(Pointing and labeling entries)

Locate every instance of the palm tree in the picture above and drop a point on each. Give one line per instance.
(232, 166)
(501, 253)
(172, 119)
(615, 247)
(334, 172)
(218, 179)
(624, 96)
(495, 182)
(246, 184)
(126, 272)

...

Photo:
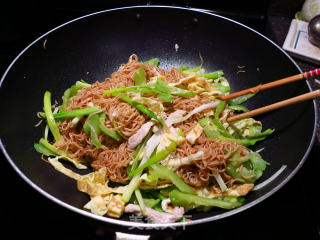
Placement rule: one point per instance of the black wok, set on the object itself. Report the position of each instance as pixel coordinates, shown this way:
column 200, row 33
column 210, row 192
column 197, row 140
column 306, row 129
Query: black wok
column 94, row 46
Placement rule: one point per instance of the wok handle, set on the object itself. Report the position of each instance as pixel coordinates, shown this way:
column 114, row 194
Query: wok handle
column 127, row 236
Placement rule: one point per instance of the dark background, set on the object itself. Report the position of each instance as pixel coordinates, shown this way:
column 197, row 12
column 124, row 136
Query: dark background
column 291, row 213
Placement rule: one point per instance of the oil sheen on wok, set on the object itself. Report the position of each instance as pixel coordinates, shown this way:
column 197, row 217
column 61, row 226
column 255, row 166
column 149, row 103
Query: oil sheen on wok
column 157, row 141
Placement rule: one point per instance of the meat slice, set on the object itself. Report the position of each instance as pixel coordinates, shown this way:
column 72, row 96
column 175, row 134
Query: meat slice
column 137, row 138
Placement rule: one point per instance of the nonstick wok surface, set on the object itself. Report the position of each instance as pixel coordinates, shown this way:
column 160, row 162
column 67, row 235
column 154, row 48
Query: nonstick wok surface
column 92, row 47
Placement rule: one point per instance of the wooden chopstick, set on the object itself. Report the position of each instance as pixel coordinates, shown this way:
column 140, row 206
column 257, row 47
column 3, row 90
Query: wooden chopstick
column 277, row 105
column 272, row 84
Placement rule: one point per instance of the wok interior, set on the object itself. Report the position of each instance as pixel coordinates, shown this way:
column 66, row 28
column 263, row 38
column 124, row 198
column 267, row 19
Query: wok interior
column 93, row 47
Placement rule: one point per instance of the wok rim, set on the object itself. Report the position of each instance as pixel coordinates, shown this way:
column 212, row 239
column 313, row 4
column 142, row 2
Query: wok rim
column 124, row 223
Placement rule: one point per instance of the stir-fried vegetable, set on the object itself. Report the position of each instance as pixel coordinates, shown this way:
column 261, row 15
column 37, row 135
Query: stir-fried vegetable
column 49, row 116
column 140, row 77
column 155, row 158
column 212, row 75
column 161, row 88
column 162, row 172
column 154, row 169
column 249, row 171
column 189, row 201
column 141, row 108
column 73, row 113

* * *

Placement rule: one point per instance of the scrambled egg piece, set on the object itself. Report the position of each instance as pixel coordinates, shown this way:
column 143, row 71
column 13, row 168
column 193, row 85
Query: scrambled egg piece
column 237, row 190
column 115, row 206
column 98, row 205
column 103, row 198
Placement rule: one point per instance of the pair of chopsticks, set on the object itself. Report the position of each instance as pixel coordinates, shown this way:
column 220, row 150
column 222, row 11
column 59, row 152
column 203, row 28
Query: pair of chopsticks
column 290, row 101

**TASK BRIEF**.
Please lay out the lines from the line with "Placement rule: one point per instance of the pair" up to and including the line with "column 290, row 101" as a numbered list, leaving out any blank lines.

**RESPONSE TO THE TASK**.
1. Placement rule: one point per instance of the pair of chopsticks, set on the object itself. Report the position of each instance as pixel coordinates, shown this way:
2. column 220, row 150
3. column 222, row 11
4. column 59, row 152
5. column 203, row 28
6. Query: pair of chopsticks
7. column 290, row 101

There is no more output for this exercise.